> Exercise details
Report each line of the data that includes the word "cloud".

Photo-based referring expression data:
● ● ● ●

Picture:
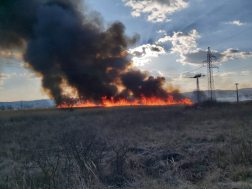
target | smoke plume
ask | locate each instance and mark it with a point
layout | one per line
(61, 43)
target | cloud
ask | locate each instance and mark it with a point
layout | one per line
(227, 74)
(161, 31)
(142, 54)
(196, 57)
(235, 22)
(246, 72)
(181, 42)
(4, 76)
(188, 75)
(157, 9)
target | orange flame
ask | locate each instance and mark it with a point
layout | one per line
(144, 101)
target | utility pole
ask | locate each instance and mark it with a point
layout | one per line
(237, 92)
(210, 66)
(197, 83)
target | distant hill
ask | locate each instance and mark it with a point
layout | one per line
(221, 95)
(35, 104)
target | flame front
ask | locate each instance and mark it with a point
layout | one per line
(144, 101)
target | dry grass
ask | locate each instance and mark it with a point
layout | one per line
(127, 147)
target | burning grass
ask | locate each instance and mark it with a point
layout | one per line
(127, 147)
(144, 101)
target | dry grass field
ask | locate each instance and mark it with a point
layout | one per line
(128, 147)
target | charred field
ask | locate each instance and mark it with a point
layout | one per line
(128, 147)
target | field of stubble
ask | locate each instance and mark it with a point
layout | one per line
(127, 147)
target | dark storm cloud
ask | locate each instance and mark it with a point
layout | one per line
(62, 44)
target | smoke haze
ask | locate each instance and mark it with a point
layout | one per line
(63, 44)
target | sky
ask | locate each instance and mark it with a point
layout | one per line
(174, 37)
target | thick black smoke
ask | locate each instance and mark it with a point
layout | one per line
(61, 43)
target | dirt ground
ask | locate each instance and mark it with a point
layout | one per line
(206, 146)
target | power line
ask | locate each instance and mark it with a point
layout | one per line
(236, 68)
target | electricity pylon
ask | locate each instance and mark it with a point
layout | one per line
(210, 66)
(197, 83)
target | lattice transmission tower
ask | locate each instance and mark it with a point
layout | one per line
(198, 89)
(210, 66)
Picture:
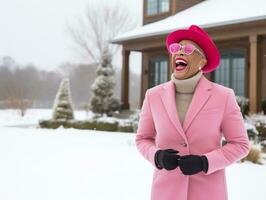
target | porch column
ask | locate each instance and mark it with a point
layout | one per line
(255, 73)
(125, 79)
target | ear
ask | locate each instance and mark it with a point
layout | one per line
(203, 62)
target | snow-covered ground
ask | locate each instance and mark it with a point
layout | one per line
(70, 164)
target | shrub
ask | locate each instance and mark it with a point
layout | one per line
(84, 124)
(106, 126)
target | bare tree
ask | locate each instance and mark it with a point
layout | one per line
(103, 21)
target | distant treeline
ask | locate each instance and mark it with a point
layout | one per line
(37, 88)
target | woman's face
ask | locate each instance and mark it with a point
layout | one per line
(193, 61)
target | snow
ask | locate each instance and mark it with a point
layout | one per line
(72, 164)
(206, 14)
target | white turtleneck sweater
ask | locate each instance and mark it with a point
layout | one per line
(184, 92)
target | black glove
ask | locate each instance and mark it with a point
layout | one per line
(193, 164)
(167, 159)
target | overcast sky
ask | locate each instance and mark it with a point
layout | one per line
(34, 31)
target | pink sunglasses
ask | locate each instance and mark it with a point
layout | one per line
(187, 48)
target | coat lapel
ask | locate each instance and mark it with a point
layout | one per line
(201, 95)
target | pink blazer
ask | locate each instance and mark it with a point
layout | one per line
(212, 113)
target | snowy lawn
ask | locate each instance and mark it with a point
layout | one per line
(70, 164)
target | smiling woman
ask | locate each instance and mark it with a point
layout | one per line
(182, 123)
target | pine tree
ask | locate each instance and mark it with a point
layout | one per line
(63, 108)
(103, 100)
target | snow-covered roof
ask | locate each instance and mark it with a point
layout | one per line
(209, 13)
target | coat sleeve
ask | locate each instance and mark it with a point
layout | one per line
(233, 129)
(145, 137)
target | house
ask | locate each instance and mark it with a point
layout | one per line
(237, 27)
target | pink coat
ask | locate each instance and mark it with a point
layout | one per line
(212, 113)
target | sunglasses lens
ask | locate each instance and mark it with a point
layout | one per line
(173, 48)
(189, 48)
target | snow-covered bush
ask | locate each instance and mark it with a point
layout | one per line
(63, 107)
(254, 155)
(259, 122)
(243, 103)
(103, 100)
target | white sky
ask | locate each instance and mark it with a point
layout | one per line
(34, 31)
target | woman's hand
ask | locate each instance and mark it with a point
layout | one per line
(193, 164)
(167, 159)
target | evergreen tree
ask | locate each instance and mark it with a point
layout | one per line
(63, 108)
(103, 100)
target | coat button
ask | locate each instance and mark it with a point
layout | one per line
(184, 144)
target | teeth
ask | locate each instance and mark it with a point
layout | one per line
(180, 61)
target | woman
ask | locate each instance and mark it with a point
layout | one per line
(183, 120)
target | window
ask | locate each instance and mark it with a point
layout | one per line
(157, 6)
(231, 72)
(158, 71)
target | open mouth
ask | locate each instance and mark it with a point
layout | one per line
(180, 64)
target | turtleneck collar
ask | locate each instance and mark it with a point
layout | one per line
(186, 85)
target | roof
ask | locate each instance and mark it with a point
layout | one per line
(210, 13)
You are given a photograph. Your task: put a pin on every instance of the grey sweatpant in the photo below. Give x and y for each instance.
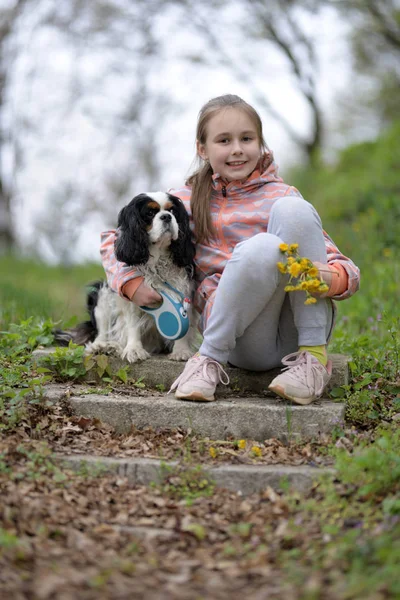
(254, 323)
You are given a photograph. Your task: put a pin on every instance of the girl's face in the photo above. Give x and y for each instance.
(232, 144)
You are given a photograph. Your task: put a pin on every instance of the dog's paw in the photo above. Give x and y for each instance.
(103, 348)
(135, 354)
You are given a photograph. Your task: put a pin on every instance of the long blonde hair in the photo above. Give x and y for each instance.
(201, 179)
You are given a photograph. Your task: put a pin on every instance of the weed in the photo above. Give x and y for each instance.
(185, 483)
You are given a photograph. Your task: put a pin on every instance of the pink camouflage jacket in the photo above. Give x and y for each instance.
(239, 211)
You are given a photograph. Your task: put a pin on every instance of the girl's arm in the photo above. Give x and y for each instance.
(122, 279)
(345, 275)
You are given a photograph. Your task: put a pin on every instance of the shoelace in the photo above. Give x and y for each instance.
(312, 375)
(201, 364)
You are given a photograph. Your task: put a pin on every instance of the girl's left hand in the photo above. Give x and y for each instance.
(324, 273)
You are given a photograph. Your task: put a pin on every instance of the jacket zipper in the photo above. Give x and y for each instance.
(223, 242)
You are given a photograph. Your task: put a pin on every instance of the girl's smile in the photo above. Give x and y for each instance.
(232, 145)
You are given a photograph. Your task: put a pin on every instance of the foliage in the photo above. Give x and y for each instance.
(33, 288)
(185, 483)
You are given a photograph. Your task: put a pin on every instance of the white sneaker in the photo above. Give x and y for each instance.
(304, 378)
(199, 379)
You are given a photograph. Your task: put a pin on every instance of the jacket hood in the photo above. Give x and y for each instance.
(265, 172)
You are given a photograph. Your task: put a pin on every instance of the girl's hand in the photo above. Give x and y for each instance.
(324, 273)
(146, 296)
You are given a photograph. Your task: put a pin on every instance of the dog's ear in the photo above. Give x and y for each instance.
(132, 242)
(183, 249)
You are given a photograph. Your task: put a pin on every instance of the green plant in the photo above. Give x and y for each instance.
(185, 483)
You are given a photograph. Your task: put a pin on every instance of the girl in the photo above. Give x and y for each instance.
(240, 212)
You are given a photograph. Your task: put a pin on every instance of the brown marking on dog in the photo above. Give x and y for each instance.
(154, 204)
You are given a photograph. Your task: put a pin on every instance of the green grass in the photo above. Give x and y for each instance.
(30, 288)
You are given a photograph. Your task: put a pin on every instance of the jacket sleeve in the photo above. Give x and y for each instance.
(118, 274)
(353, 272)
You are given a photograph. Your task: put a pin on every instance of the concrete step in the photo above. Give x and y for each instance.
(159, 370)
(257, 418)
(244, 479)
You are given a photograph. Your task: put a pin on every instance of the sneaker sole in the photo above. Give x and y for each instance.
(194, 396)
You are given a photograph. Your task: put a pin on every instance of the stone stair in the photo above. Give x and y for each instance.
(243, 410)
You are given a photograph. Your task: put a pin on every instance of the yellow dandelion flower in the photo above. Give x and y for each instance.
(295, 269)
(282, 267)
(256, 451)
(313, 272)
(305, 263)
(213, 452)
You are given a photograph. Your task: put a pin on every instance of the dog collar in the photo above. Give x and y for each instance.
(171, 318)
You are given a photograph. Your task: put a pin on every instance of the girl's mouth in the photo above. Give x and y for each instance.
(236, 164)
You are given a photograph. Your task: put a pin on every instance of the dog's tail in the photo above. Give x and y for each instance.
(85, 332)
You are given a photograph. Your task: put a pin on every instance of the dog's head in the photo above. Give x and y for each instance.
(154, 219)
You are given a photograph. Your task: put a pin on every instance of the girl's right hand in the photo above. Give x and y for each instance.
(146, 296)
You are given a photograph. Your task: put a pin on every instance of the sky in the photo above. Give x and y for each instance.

● ● ● ●

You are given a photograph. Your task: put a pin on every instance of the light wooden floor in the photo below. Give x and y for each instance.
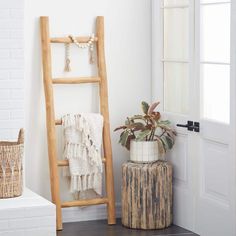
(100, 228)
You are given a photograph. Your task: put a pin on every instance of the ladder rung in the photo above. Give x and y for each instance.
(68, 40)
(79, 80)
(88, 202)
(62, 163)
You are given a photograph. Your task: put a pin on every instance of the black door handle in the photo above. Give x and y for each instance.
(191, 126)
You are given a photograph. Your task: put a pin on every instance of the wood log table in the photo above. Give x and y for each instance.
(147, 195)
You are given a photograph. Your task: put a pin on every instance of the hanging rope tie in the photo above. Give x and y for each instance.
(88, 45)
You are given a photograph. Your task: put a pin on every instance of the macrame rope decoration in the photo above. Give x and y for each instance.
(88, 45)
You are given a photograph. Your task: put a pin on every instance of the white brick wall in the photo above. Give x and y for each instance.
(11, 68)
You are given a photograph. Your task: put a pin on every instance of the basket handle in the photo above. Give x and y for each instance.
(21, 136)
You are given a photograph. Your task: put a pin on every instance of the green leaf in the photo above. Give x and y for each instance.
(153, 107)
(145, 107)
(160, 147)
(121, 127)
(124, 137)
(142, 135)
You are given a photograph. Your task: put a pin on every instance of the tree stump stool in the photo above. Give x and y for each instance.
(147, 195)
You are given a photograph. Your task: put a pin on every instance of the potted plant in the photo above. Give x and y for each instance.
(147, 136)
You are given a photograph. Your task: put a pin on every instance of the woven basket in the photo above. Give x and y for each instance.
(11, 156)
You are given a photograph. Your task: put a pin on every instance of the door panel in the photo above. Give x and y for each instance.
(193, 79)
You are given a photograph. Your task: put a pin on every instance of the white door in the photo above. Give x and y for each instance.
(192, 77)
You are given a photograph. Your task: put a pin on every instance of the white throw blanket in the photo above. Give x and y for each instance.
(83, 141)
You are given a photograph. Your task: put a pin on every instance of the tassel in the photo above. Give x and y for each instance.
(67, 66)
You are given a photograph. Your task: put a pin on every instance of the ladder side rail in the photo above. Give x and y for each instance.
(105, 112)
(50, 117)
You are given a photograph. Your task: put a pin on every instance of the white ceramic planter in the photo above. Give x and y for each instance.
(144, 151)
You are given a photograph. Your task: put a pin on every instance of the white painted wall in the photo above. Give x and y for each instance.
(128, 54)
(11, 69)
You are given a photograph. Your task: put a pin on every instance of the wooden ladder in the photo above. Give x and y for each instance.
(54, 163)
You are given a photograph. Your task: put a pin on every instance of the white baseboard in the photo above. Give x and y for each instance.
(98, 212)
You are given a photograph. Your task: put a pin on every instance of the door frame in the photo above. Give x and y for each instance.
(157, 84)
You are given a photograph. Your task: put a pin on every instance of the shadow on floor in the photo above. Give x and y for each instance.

● ● ● ●

> Task result
target | cloud
target | dark storm cloud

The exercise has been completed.